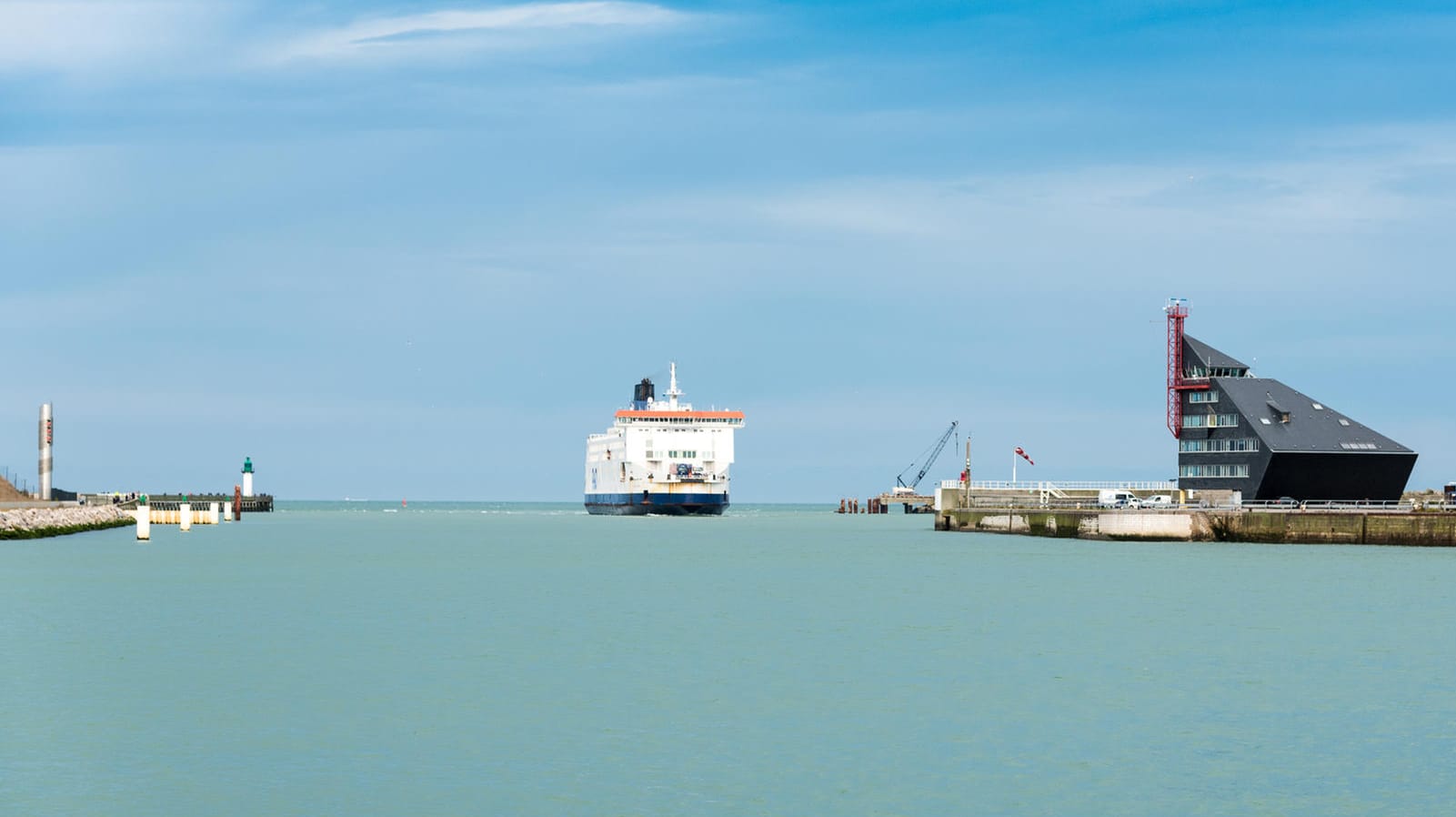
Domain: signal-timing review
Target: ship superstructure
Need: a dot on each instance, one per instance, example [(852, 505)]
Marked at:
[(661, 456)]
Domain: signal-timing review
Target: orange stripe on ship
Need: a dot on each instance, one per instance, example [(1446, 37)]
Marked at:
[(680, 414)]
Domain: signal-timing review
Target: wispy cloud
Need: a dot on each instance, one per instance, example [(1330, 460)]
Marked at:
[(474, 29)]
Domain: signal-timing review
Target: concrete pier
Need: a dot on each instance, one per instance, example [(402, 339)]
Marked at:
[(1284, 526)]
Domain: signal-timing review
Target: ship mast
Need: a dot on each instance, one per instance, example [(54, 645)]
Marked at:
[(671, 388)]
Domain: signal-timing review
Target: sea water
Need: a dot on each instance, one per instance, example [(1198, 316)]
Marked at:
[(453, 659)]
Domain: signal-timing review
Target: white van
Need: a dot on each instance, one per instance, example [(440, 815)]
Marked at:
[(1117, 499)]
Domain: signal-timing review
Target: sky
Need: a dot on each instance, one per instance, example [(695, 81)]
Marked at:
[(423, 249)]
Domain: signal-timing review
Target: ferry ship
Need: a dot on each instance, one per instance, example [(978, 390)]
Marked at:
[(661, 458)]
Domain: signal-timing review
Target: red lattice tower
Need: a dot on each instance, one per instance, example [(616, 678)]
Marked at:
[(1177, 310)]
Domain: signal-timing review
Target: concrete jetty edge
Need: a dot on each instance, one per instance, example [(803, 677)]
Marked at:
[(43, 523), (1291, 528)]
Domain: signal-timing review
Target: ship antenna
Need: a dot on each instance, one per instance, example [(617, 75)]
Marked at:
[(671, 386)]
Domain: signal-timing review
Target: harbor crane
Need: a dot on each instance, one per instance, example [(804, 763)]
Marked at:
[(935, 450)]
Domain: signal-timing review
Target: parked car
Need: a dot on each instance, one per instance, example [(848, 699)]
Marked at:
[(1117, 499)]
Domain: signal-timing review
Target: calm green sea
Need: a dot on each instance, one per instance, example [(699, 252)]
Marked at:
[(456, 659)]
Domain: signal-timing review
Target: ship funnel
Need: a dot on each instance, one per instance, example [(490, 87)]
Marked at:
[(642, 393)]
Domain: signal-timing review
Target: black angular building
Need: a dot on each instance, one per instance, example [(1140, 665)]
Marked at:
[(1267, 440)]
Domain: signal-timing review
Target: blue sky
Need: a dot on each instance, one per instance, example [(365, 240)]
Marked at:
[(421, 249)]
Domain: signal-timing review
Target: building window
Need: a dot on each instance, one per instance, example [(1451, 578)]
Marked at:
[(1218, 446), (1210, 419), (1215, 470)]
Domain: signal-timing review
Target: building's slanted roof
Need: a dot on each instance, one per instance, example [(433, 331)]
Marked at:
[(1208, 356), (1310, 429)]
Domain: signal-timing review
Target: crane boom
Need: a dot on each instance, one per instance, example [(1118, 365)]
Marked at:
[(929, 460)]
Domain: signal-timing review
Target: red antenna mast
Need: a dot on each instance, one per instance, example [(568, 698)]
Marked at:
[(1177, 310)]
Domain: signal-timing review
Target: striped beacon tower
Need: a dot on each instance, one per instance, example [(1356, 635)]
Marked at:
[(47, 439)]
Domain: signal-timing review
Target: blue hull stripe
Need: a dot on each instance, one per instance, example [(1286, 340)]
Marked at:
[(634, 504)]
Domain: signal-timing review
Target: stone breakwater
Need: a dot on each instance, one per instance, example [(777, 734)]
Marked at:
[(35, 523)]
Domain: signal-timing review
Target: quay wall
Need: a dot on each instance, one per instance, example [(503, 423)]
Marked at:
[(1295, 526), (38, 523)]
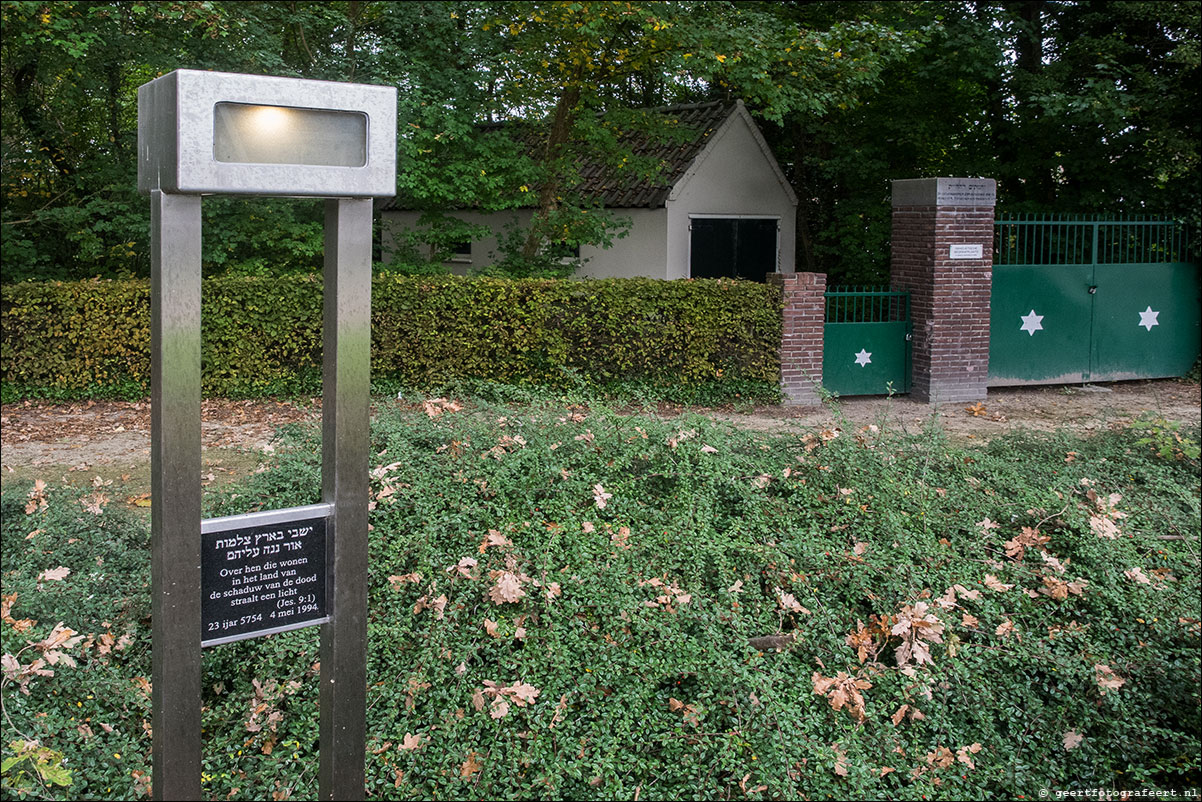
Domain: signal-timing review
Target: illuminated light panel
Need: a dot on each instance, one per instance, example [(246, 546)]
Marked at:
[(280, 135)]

- [Requirement]: Copy everything from the start of the entries down through the line containing "[(423, 249)]", with both ends included and the pictures left out.

- [Result for this task]:
Domain: signal-timing review
Target: ship superstructure
Need: a dot on each instance, one per instance, example [(852, 505)]
Marked at:
[(661, 456)]
Domain: signal-timing review
Target: orange stripe on ship
Need: a dot on each instance, one per instance, example [(1446, 37)]
Marked at:
[(680, 414)]
Domain: signal-timing review
Target: wispy cloud
Need: a dot on each instance, one per instance, example [(1330, 460)]
Marked at:
[(474, 29)]
Domain: signal-timing review
Target: concrete pier
Need: a dot on each instance, one per instance, example [(402, 339)]
Marked at:
[(1284, 526)]
Domain: signal-timing review
Target: ship mast
Need: a dot on each instance, one per instance, example [(54, 645)]
Marked at:
[(671, 388)]
Domain: signal-timing review
Target: sea water
Need: a dot on each instance, one per instance, example [(1198, 316)]
Marked at:
[(453, 659)]
Domain: signal-timing review
Target: white van
Need: a dot on each instance, one per instance, example [(440, 815)]
Marked at:
[(1117, 499)]
Domain: signal-timing review
Target: sky
Need: a dot on each instance, one per instance, example [(695, 81)]
Marked at:
[(423, 249)]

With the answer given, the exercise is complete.